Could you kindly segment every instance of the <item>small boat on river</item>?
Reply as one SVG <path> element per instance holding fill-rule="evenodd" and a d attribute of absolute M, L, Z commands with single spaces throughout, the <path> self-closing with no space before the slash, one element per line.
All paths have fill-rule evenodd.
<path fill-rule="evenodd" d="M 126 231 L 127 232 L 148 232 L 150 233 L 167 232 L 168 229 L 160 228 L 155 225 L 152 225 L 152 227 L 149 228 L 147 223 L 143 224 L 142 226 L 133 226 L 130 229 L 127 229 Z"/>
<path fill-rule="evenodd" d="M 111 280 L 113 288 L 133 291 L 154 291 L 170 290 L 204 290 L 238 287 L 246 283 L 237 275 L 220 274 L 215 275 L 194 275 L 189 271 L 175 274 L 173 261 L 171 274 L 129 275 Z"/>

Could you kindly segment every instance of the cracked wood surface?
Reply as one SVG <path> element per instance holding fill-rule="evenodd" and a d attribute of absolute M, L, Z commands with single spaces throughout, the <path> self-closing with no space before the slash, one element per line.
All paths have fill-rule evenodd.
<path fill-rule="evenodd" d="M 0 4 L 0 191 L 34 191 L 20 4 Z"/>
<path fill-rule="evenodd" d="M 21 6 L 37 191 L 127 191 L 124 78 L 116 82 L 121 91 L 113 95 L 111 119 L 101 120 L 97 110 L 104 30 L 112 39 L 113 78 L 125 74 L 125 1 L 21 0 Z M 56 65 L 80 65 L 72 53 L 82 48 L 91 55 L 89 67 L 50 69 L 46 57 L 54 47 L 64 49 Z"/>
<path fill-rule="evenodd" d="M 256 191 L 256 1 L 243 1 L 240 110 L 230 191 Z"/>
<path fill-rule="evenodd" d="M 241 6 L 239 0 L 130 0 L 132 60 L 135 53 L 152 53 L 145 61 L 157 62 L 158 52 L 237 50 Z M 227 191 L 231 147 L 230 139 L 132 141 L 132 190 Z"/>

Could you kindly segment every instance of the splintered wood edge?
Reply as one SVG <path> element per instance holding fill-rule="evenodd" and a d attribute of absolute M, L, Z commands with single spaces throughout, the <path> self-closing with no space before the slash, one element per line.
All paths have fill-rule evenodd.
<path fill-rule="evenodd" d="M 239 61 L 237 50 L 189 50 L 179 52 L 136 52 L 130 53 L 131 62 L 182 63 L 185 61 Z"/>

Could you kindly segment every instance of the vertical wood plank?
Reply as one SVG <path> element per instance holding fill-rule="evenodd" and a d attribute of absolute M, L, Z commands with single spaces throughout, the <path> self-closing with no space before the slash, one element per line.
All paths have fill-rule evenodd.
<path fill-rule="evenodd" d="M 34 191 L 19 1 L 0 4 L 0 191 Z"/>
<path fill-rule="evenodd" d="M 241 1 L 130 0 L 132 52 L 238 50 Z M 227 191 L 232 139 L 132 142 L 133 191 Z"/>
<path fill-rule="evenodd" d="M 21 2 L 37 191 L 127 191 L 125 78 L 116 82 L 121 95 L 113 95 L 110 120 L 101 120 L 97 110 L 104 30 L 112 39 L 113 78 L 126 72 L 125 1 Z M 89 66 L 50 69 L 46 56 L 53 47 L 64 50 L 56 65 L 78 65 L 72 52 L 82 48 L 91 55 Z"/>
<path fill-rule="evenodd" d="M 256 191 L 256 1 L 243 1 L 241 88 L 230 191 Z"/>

+ + + + + + +

◆ **Work to do**: Rewrite the material from its first line through the line containing "111 280 L 113", inclusive, replacing "small boat" with "fishing boat" and leaving everything else unchanged.

◆ **Final answer**:
Could you kindly segment every instance of the <item>fishing boat on river</item>?
Reply as one SVG <path> element per instance holding fill-rule="evenodd" and a d attribute of absolute M, L, Z commands with single spaces throughout, the <path> self-closing with no space before the slash, one element per line.
All paths have fill-rule evenodd.
<path fill-rule="evenodd" d="M 126 231 L 127 232 L 148 232 L 150 233 L 167 232 L 168 229 L 160 228 L 155 225 L 152 225 L 152 227 L 149 228 L 147 223 L 143 224 L 142 226 L 133 226 L 130 229 L 127 229 Z"/>
<path fill-rule="evenodd" d="M 111 280 L 113 288 L 133 291 L 154 291 L 170 290 L 204 290 L 238 287 L 246 283 L 237 275 L 220 274 L 215 275 L 194 275 L 189 271 L 175 274 L 173 261 L 171 274 L 129 275 Z"/>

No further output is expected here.